Output the lines below as a JSON list of strings, one string per line and no blank lines, and leave out the pictures.
++++ Supplied records ++++
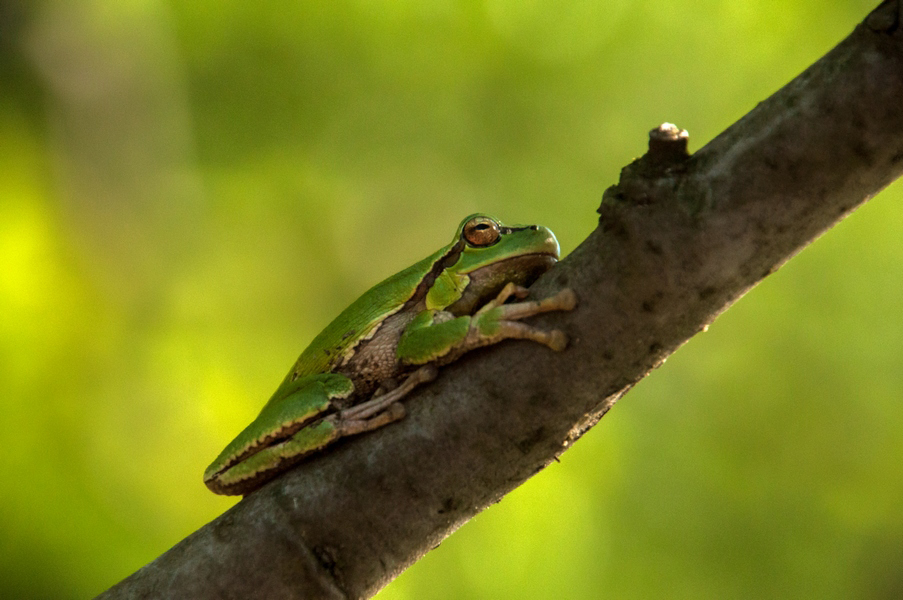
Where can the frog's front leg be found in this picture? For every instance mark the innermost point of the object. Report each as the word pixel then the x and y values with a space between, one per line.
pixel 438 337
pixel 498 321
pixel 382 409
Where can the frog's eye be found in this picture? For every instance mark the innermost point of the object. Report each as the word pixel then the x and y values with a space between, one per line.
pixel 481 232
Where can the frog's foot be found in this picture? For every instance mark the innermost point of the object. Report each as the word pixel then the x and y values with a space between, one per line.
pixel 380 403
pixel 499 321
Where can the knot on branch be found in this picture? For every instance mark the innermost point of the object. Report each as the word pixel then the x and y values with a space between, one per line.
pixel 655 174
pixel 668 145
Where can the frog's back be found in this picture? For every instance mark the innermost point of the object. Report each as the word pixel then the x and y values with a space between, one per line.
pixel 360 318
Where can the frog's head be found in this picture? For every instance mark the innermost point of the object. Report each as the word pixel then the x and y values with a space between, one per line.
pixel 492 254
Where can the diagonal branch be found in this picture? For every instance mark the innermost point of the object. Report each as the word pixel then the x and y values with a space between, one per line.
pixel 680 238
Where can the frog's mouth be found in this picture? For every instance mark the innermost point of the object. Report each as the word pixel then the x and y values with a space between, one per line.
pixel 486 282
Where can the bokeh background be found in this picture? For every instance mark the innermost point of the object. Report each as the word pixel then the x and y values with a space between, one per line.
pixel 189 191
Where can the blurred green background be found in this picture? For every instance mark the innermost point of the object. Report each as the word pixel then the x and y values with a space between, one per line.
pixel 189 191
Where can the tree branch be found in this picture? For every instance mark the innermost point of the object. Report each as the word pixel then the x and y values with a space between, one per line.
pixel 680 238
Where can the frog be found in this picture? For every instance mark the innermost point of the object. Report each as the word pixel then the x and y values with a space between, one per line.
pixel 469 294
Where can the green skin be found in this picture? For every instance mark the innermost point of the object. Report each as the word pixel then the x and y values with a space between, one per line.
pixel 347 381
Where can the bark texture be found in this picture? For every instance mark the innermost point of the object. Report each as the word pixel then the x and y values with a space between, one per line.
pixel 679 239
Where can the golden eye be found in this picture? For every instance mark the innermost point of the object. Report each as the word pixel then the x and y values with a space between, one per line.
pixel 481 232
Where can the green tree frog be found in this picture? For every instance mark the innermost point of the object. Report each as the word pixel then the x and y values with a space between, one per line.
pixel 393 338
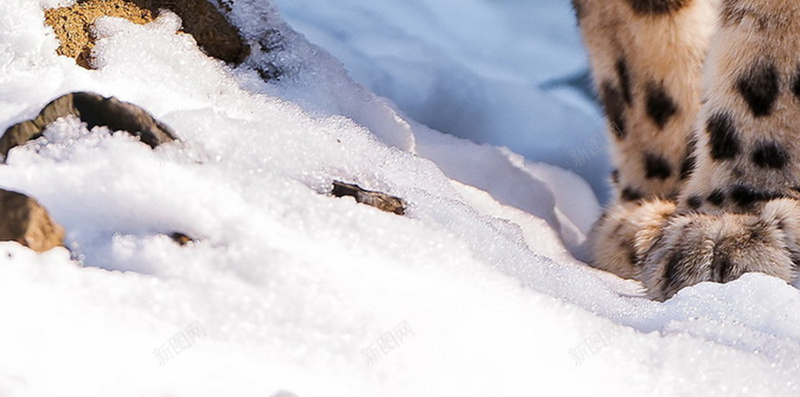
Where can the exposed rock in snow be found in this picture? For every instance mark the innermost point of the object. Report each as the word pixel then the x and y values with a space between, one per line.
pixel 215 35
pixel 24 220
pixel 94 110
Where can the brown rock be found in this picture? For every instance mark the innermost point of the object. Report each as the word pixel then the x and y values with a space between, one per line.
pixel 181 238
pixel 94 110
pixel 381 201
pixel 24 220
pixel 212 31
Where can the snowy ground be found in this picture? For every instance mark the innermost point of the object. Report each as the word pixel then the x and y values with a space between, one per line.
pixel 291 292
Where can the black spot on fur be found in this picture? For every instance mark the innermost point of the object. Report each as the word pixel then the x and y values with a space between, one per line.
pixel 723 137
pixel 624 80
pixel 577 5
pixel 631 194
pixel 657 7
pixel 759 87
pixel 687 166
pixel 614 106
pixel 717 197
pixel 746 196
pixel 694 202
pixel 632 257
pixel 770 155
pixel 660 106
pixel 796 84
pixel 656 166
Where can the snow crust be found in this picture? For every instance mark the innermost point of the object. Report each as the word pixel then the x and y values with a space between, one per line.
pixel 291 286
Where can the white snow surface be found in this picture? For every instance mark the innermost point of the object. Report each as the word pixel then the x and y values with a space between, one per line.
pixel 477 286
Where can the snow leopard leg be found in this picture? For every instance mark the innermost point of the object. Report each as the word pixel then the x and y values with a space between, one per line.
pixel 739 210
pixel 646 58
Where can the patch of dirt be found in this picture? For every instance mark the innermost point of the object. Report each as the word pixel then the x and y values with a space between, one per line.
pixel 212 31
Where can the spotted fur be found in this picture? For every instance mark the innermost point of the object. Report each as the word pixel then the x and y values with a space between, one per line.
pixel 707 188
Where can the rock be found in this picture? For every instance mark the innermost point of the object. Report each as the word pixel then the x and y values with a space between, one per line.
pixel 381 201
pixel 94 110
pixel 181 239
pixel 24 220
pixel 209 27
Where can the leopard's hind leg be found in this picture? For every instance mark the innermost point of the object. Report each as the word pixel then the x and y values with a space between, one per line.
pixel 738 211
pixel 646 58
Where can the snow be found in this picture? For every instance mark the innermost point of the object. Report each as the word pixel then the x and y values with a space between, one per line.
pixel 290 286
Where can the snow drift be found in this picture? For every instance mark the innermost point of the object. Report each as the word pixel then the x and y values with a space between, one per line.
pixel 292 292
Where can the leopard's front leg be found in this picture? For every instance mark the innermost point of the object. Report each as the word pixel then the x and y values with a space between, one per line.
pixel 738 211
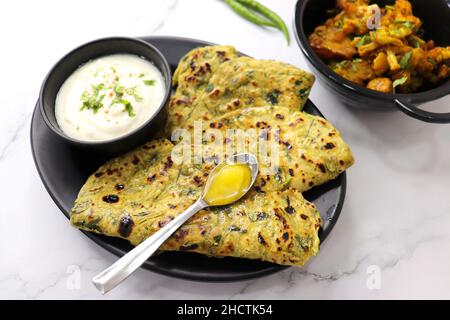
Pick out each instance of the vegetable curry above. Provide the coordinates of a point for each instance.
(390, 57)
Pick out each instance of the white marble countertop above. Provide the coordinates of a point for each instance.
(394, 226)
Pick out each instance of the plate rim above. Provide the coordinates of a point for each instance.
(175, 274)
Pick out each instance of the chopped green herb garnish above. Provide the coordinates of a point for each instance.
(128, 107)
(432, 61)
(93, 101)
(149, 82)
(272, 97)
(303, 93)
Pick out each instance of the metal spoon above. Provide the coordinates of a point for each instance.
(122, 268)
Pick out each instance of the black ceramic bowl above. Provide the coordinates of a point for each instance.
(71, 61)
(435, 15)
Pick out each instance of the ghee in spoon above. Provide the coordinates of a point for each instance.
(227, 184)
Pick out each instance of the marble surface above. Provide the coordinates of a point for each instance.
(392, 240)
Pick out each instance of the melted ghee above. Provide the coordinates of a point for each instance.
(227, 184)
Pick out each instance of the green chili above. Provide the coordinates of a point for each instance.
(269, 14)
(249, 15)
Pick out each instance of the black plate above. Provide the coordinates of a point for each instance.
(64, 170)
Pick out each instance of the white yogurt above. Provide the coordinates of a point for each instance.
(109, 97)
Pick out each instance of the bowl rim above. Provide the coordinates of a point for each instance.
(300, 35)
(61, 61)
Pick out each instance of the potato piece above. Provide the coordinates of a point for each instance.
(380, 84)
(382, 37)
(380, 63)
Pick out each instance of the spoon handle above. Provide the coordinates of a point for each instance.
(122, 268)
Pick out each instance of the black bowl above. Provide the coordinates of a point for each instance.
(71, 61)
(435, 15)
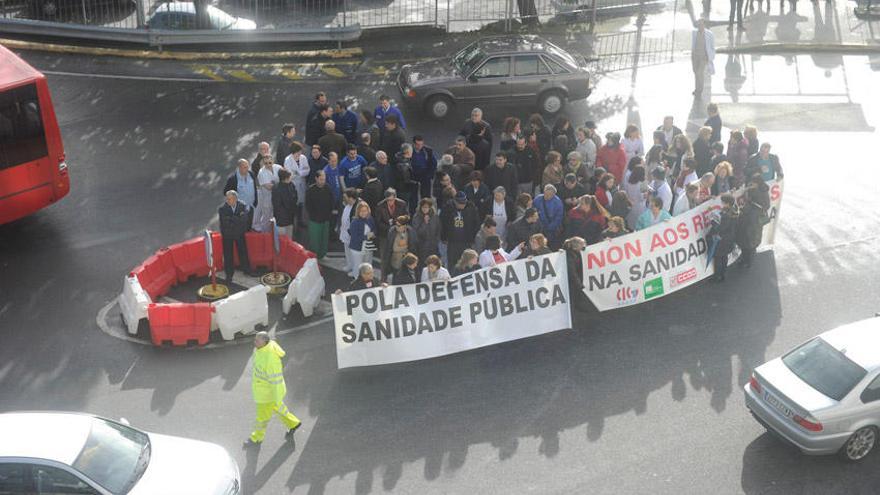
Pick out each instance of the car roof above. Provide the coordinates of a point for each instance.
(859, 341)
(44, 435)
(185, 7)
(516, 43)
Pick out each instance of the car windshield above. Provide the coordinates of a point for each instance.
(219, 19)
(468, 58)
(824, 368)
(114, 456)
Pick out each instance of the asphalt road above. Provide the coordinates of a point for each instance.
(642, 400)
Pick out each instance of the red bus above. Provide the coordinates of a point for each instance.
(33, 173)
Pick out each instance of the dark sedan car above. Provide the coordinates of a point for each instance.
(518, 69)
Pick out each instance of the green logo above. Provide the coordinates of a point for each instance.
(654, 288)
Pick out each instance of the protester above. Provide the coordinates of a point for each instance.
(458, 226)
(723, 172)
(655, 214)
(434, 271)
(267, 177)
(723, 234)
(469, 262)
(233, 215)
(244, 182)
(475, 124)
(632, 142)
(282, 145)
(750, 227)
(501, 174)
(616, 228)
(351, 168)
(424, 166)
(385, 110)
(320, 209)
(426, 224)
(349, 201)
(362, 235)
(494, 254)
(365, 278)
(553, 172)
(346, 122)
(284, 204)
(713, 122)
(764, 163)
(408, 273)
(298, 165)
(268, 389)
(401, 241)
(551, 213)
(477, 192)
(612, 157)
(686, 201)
++++
> **Complete output**:
[
  "Where can the frog's front leg be found in this picture? For every instance mark the innermost point of the object. Report each as the word pixel then the x and y values with a space between, one per line.",
  "pixel 438 337",
  "pixel 498 321",
  "pixel 382 409",
  "Where can the frog's eye be found in this picture? For every instance mark the innermost point of the object. Report each as the word pixel then the x and y values with a space between, one per line.",
  "pixel 481 232",
  "Where can the frog's foot be found in this picture? For every instance mark the innermost point of the object. Report each as the word pixel then the x and y values with a space between, one per line.",
  "pixel 380 403",
  "pixel 499 321",
  "Where can the knot on branch be found in this picture? For every instance mark the innermost point of the object. Report each as the word pixel then the x and y values with a space between, one per line.",
  "pixel 655 174",
  "pixel 668 145",
  "Where can the frog's back be found in this picture? For every instance mark the innermost point of the object. Report each as the word pixel then the x and y values with a space between, one per line.",
  "pixel 360 318",
  "Where can the frog's head be found in this picture? For every instance mark the innermost point of the object. Report each as the word pixel then the x and y values with a space between, one per line.",
  "pixel 492 254",
  "Where can the diagonal branch be found in this picture? For every instance mark the innermost point of the object. Report each as the word pixel then the x and y values with a space between, one per line.",
  "pixel 680 238",
  "Where can the frog's mouth be found in this picture? For every instance mark the innermost point of the object. Report each as the word pixel then the x and y values with a space between, one per line.",
  "pixel 486 282",
  "Where can the bokeh background be found in this picture? For every instance mark the innermost point of the object. Report each as the word pixel then the x and y values with a space between, one per line.",
  "pixel 189 191",
  "Where can the blurred green background be found in this picture? For every instance mark the innermost point of the object. Report each as the word pixel then the x and y values with a space between, one per line.",
  "pixel 189 191",
  "Where can the tree branch be found in this picture? For every instance mark the innermost point of the object. Report each as the word pixel then the x and y values with a space between, one per line.",
  "pixel 680 238",
  "Where can the frog be found in this picture? For every instance mark the innermost point of the object. Report each as the word pixel then the x and y values with a space between, one per line.",
  "pixel 469 294",
  "Where can the green skin be found in this picture? For every instance mark the innermost point of the object. Report each as the word pixel then the x and y values with a space between, one per line.",
  "pixel 347 381",
  "Where can the bark texture be found in this picture? For every instance mark the innermost point of the object. Report each as the word pixel then the x and y values with a space between, one per line.",
  "pixel 679 239",
  "Where can the golden eye be found in this picture? For every instance mark the innermost point of the object. Report each as the word pixel then the x and y values with a space between, one per line.",
  "pixel 481 232",
  "Where can the green tree frog be found in this picture? For every instance mark the innermost point of the object. Report each as the word pixel then the x and y values with a space between, one per line.",
  "pixel 393 338",
  "Where can the exposed rock in snow be found in this picture? For every instance mark the innermost point of the object. Report each as the word pixel then the x and y values with a space between, one per line.",
  "pixel 215 35",
  "pixel 24 220",
  "pixel 94 110",
  "Where can the brown rock be found in this picture? For every instance mark the innermost point of the object. Report each as the word pixel then the x and y values with a space between, one per line.",
  "pixel 181 238",
  "pixel 94 110",
  "pixel 381 201",
  "pixel 24 220",
  "pixel 212 31",
  "Where can the snowy ground be found in this picture? For every instance mark the innermost point of the object. Report each as the word pixel then the x and y values with a space between, one per line.",
  "pixel 291 292",
  "Where can the black spot on fur be found in this picture? For every instance mark the innermost point of the object. Report each as the word pixel then the x and y values with a space between, one per line.",
  "pixel 723 137",
  "pixel 624 80",
  "pixel 577 5",
  "pixel 631 194",
  "pixel 657 7",
  "pixel 759 87",
  "pixel 687 166",
  "pixel 614 106",
  "pixel 717 197",
  "pixel 746 196",
  "pixel 694 202",
  "pixel 632 257",
  "pixel 770 155",
  "pixel 660 106",
  "pixel 796 84",
  "pixel 656 166",
  "Where can the snow crust be found in this picture? For every instance mark the innermost point of the object. Report each as the word pixel then the x and y values with a space between, one per line.",
  "pixel 291 286",
  "Where can the white snow surface be found in this picture? For every instance mark the innermost point of the object. Report each as the word pixel then the x and y values with a space between, one per line.",
  "pixel 477 286",
  "Where can the snow leopard leg be found in this picture? For every instance mark the innermost point of the object. Report each as the word pixel then the x and y values with a space between, one per line.",
  "pixel 739 210",
  "pixel 646 58",
  "Where can the patch of dirt be found in this picture? For every instance mark the innermost point of the object. Report each as the word pixel then the x and y values with a space between, one per line.",
  "pixel 212 31",
  "Where can the spotted fur be found in this picture? For every instance mark the innermost point of the object. Report each as the word pixel then the x and y values with a space between, one per line.",
  "pixel 707 188",
  "Where can the rock be found in this picture? For every instance mark the innermost point of the object. Report each as the word pixel then the x and y values with a space between, one per line.",
  "pixel 381 201",
  "pixel 94 110",
  "pixel 181 239",
  "pixel 24 220",
  "pixel 209 27",
  "Where can the leopard's hind leg be found in this picture? For every instance mark the innermost point of the object. Report each as the word pixel then the x and y values with a space between, one per line.",
  "pixel 738 211",
  "pixel 646 58",
  "Where can the snow be found in this picture? For every instance mark the innermost point of the object. Report each as the word pixel then the x and y values with a space between, one per line.",
  "pixel 290 286",
  "Where can the snow drift be found in this picture? For every instance mark the innermost point of the object. Report each as the word pixel then the x and y values with a space between, one per line.",
  "pixel 292 292",
  "Where can the leopard's front leg be found in this picture? For every instance mark the innermost point of the object. Report each as the word pixel then the x and y values with a space between, one per line.",
  "pixel 738 211",
  "Pick out each instance of the vegetable curry above. Provide the coordinates of a point for each instance.",
  "(390, 57)",
  "Pick out each instance of the white marble countertop above. Provide the coordinates of a point for each instance.",
  "(394, 226)",
  "Pick out each instance of the plate rim above. Provide the coordinates of a point for each instance.",
  "(175, 274)",
  "Pick out each instance of the chopped green herb garnish above. Provide the coordinates of a point for each instance.",
  "(128, 107)",
  "(432, 61)",
  "(93, 101)",
  "(149, 82)",
  "(272, 97)",
  "(303, 93)",
  "Pick out each instance of the metal spoon above. Provide the coordinates of a point for each instance.",
  "(122, 268)",
  "Pick out each instance of the black ceramic bowl above. Provide the coordinates of a point for each instance.",
  "(71, 61)",
  "(435, 15)",
  "Pick out each instance of the ghee in spoon above. Provide the coordinates of a point for each instance.",
  "(227, 184)",
  "Pick out each instance of the marble surface above. Provide the coordinates of a point for each instance.",
  "(392, 240)",
  "Pick out each instance of the melted ghee above. Provide the coordinates of a point for each instance.",
  "(227, 184)",
  "Pick out each instance of the green chili above. Provide the coordinates of a point for each instance.",
  "(269, 14)",
  "(249, 15)",
  "Pick out each instance of the black plate above. Provide the coordinates of a point for each instance.",
  "(64, 170)",
  "Pick out each instance of the white yogurt above. Provide the coordinates of a point for each instance.",
  "(109, 97)",
  "Pick out each instance of the bowl rim above. Provide the coordinates of a point for each instance.",
  "(300, 35)",
  "(61, 61)",
  "Pick out each instance of the potato piece above. Provide the coordinates of a point for each instance.",
  "(380, 84)",
  "(382, 37)",
  "(380, 63)",
  "Pick out each instance of the spoon handle above. Provide the coordinates of a point for each instance.",
  "(122, 268)",
  "Pick out each instance of the black bowl above. Provide the coordinates of a point for each instance.",
  "(71, 61)",
  "(435, 15)",
  "Pick out each instance of the car roof above. Provide the coordinates of a point for each instance.",
  "(859, 341)",
  "(44, 435)",
  "(185, 7)",
  "(516, 43)",
  "Pick out each instance of the car windshield above. Provide the coordinates of a point for each instance.",
  "(219, 19)",
  "(468, 58)",
  "(824, 368)",
  "(114, 456)",
  "Pick out each instance of the asphalt road above. Provide the coordinates of a point for each instance.",
  "(642, 400)",
  "Pick out each instance of the red bus above. Provide the coordinates of a point for each instance.",
  "(33, 173)",
  "Pick out each instance of the dark sedan car above. Provide the coordinates of a point for each instance.",
  "(518, 69)",
  "Pick out each instance of the green logo above. Provide the coordinates of a point for each instance.",
  "(654, 288)",
  "Pick out each instance of the protester above. Provide the coordinates of a point for each instance.",
  "(458, 226)",
  "(723, 172)",
  "(655, 214)",
  "(434, 271)",
  "(267, 177)",
  "(723, 234)",
  "(469, 262)",
  "(233, 215)",
  "(244, 182)",
  "(475, 124)",
  "(632, 142)",
  "(282, 145)",
  "(750, 227)",
  "(501, 174)",
  "(616, 228)",
  "(351, 168)",
  "(424, 166)",
  "(385, 110)",
  "(320, 209)",
  "(426, 224)",
  "(349, 201)",
  "(362, 235)",
  "(494, 254)",
  "(365, 278)",
  "(553, 172)",
  "(346, 122)",
  "(284, 204)",
  "(713, 122)",
  "(764, 163)",
  "(408, 273)",
  "(298, 165)",
  "(268, 389)",
  "(401, 241)",
  "(551, 213)",
  "(477, 192)",
  "(612, 157)",
  "(686, 201)"
]